*Extracted entries*
++++++++++++++++++++

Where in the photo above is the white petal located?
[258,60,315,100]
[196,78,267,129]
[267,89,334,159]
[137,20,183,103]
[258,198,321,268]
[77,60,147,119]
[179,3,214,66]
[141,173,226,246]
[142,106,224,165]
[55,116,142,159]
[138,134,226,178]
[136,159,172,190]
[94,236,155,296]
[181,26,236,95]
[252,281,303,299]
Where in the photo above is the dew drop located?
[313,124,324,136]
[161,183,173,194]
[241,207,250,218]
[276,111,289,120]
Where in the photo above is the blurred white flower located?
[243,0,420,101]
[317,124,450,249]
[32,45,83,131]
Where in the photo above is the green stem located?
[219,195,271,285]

++++++++++++++++++++

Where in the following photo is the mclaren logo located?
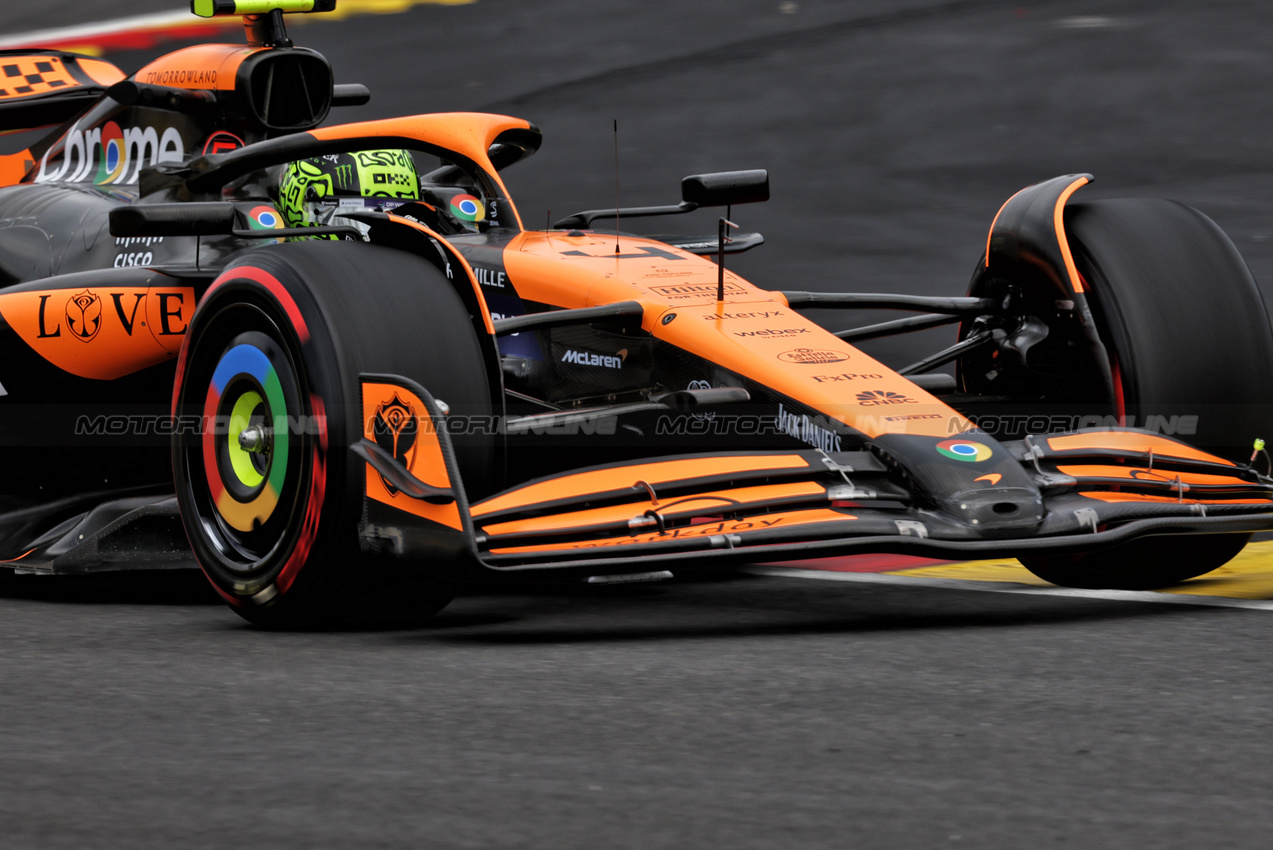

++++++++++++++++++++

*Goal*
Put everything from the line containing "Where in the photo above is the white" down to the line containing "[219,195,271,285]", both included, into a JSON list of strings with one string per line, leaving out any blank lines.

*Answer to this exercise*
[
  "Where in the photo above is the white petal located?",
  "[258,60,315,100]",
  "[196,78,267,129]",
  "[267,89,334,159]",
  "[137,20,183,103]",
  "[258,198,321,268]",
  "[77,60,147,119]",
  "[179,3,214,66]",
  "[141,173,226,246]",
  "[142,106,224,165]",
  "[55,116,142,159]",
  "[138,134,226,178]",
  "[136,159,172,190]",
  "[94,236,155,296]",
  "[181,26,236,95]",
  "[252,281,303,299]",
  "Where in the photo above is the dew drop located?",
  "[313,124,324,136]",
  "[161,183,173,194]",
  "[241,207,250,218]",
  "[276,111,289,120]",
  "Where in the photo above is the blurred white flower located?",
  "[243,0,420,101]",
  "[317,124,450,249]",
  "[32,45,83,131]",
  "Where in the photo above is the green stem located?",
  "[219,195,271,285]"
]